Your objective ▸ Note each line of the listing that contains the string "light", and copy it.

= Beginning of Section =

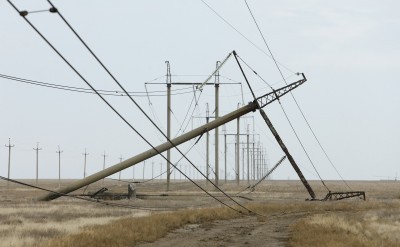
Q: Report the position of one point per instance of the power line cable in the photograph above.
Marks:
(241, 34)
(298, 106)
(73, 68)
(88, 90)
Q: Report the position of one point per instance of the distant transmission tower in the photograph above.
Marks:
(84, 164)
(104, 163)
(9, 146)
(37, 149)
(120, 160)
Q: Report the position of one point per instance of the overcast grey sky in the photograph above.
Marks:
(349, 51)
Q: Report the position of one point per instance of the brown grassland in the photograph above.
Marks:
(72, 222)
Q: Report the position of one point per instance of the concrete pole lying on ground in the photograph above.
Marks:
(151, 152)
(252, 106)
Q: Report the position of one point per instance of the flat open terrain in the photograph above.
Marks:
(185, 216)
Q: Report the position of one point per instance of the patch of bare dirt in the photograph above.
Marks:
(245, 231)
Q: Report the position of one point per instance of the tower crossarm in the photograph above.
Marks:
(268, 98)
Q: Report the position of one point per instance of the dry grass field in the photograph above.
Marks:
(185, 216)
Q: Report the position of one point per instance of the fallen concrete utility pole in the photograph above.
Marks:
(269, 173)
(252, 106)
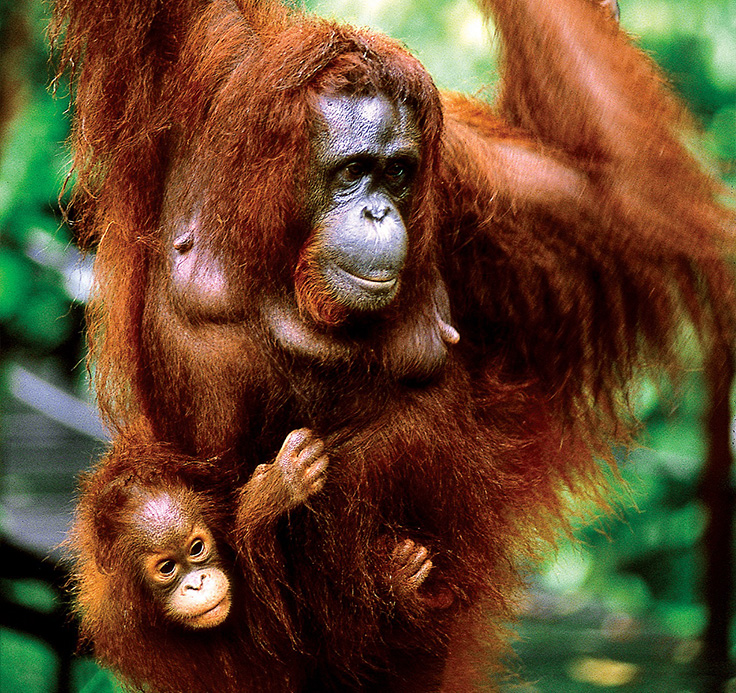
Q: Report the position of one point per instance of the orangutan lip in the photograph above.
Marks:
(224, 601)
(382, 282)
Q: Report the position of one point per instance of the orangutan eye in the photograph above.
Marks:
(167, 568)
(197, 548)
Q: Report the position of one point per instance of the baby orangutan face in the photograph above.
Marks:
(181, 564)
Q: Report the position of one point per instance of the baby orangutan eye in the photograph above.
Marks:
(197, 548)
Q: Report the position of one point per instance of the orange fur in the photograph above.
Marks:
(575, 235)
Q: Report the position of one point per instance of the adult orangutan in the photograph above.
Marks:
(295, 229)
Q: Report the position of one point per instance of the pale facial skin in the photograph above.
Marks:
(181, 565)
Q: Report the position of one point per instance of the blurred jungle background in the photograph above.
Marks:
(623, 609)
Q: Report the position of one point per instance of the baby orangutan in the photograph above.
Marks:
(179, 560)
(163, 587)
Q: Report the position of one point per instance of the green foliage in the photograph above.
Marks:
(647, 563)
(34, 301)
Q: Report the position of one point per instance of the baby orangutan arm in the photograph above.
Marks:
(409, 568)
(297, 473)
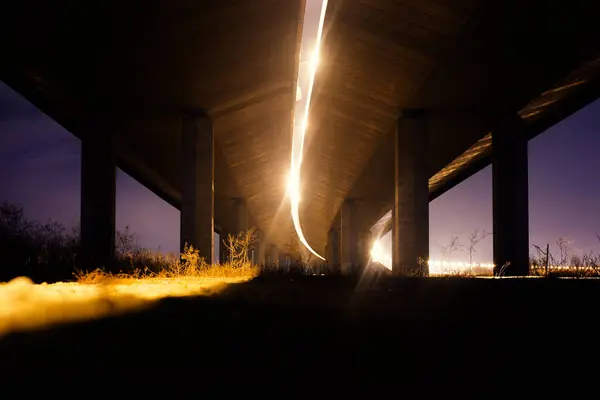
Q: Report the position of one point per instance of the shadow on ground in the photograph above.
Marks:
(319, 328)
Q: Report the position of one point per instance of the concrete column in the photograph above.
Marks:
(261, 245)
(197, 206)
(224, 255)
(349, 237)
(334, 243)
(241, 209)
(365, 244)
(98, 189)
(333, 247)
(510, 200)
(410, 214)
(273, 256)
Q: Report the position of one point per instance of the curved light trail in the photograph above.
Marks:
(298, 140)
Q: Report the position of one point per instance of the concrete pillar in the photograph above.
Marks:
(364, 245)
(510, 200)
(241, 210)
(333, 248)
(349, 239)
(224, 255)
(98, 189)
(197, 205)
(273, 256)
(410, 214)
(261, 245)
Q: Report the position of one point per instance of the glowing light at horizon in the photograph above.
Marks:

= End of Section =

Result of the task ▸
Q: Report the position of one point per instance of the curved light trail in the photograph above.
Q: Report the position of one point per instance of the glowing light at horizon in the photograph above.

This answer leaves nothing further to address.